● JOBS:
1. Answer these questions using the passage on engine cylinder layouts:
(a) Which carmaker built its reputation on inline six-cylinder engines?
(b) At what angle are the two cylinder banks of a V engine typically set apart?
(c) Which two carmakers are named as the best-known users of boxer engines?
2. Resume the passage on engine cylinder layouts, writing on from the end of its final sentence.

··· TEXT PASSAGE

Cylinder Layouts in Different Engines
How cylinders are arranged relative to each other affects the engine’s size, smoothness, and character. Three common layouts dominate modern vehicles.
Inline (straight) engines line all their cylinders up in a single row. This is the simplest and most common layout for four-cylinder engines, and it’s also used in some three, five, and six-cylinder designs. BMW built its reputation on inline six-cylinder engines. The design uses fewer parts than other layouts and tends to run smoothly, but the single-file arrangement makes the engine physically long, which limits how many cylinders you can fit. Eight in a row would be too long for most modern engine bays.
V engines split the cylinders into two banks angled apart, typically at 90 degrees, forming a V shape when viewed from the front. This shortens the engine considerably compared to an inline layout with the same number of cylinders, which is why V6 and V8 configurations are so common in larger vehicles. V engines also sit lower in the chassis, allowing for lower hood lines. The tradeoff is complexity: two cylinder heads, two sets of valves, and more parts overall.
Flat (boxer) engines lay the cylinder banks horizontally, with pistons on opposite sides firing toward each other. Subaru and Porsche are the best-known users. Because the pistons naturally counterbalance each other, boxer engines are exceptionally smooth and have a very low center of gravity, which improves handling. The downside is width. The cylinders stick out to the sides, which can make routine maintenance more difficult.

······
··· GIVEN DATA

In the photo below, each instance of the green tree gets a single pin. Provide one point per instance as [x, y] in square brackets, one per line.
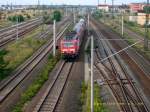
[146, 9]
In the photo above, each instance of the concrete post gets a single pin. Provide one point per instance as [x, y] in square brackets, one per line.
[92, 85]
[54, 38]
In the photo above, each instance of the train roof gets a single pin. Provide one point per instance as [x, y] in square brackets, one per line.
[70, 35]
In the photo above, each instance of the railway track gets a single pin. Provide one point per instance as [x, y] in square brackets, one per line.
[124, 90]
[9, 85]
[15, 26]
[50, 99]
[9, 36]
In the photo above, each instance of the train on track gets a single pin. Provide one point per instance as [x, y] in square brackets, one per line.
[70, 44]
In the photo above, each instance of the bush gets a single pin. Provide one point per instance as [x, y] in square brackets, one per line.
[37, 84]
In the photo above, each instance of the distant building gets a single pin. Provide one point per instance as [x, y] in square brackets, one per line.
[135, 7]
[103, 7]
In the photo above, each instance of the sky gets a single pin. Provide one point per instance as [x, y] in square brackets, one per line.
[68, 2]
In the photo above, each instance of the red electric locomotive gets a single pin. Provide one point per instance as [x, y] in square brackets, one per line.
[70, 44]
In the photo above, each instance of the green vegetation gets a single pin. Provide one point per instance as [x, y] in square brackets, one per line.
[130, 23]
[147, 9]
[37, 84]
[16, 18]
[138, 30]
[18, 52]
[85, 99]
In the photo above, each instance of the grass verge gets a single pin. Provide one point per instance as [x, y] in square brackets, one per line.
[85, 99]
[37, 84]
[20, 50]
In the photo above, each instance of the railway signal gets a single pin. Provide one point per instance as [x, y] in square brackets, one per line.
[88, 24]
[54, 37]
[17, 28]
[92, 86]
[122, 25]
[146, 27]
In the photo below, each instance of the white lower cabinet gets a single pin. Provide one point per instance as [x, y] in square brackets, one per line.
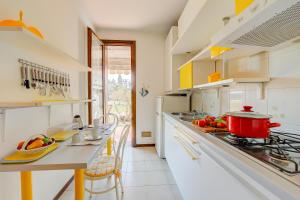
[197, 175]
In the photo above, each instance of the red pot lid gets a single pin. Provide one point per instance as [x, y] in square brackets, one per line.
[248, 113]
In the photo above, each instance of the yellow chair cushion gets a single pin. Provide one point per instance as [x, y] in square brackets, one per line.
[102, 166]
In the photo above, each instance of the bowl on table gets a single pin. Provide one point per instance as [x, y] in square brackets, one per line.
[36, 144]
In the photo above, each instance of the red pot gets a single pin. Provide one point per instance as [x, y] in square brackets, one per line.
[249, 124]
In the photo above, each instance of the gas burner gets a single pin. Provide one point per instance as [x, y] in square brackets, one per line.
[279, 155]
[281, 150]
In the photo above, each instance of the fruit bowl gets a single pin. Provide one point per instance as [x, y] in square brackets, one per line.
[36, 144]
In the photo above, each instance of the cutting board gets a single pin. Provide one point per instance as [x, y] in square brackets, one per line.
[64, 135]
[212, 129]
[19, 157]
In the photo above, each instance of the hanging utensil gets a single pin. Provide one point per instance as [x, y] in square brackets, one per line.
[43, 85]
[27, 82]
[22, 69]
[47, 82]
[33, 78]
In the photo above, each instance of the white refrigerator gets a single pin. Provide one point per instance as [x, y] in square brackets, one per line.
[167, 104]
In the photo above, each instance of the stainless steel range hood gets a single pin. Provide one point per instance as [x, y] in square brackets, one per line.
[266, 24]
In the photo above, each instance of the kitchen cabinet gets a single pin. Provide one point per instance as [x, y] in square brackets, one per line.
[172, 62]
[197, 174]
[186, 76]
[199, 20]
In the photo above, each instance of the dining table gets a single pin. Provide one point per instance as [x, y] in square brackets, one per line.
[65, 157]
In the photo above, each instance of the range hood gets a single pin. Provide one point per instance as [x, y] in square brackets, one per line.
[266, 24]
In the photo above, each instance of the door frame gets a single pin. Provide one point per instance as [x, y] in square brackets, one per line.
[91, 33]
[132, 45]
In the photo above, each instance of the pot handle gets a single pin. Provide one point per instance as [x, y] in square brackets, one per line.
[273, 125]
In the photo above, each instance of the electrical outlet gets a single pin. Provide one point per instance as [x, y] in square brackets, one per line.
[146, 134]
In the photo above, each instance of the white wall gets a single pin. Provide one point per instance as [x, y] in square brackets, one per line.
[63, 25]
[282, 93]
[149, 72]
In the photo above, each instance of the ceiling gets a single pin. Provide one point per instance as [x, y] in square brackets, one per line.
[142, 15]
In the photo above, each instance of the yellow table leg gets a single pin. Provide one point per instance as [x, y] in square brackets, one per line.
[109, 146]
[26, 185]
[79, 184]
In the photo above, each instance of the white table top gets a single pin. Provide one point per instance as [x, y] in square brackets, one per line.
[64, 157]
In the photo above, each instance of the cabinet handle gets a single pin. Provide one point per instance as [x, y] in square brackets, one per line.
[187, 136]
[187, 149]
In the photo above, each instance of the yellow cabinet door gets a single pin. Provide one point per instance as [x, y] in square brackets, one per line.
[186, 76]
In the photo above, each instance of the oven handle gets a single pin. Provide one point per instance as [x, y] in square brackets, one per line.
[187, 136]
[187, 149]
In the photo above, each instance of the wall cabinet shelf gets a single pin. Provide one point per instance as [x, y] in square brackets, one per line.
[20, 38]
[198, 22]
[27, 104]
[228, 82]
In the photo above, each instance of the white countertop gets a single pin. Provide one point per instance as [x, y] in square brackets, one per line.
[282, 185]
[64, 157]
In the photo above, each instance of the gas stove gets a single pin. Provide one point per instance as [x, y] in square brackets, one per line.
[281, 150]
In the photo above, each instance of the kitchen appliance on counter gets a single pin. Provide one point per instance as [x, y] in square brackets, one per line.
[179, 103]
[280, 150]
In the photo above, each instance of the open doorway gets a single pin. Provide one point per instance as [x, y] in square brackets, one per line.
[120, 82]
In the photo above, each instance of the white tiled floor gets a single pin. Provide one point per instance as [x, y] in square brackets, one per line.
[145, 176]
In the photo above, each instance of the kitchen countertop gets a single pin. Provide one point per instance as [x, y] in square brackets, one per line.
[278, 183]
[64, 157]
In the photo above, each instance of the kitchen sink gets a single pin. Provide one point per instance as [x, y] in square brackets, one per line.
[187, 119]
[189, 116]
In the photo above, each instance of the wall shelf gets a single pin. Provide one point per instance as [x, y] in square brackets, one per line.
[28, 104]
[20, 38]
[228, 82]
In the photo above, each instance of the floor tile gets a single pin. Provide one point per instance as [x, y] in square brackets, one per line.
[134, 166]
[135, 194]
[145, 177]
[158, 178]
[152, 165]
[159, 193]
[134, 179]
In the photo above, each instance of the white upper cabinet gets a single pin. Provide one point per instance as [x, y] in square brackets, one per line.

······

● ANSWER LIST:
1.
(a) BMW
(b) 90 degrees
(c) Subaru and Porsche

2.
What Cylinders Are Made Of
The cylinder itself is part of the engine block, the large casting that forms the engine’s structural foundation. Traditionally, engine blocks were cast from iron, which is extremely durable and handles heat well. Modern engines increasingly use aluminum blocks because they’re significantly lighter. An aluminum block for a small three-cylinder engine might have a metal volume of around 5,230 cubic centimeters, and switching to advanced iron alloys with creative design can match that weight while offering better thermal properties in the cylinder bores.
Regardless of the block material, the cylinder walls need to be hard enough to survive millions of piston strokes without excessive wear. In aluminum blocks, the bores are often fitted with iron or steel sleeves, or coated with a sprayed-on layer of molten steel to create a durable running surface. During operation, cylinder wall temperatures typically reach around 200°C (392°F), with peaks below 230°C (446°F), so the material must handle sustained heat without warping.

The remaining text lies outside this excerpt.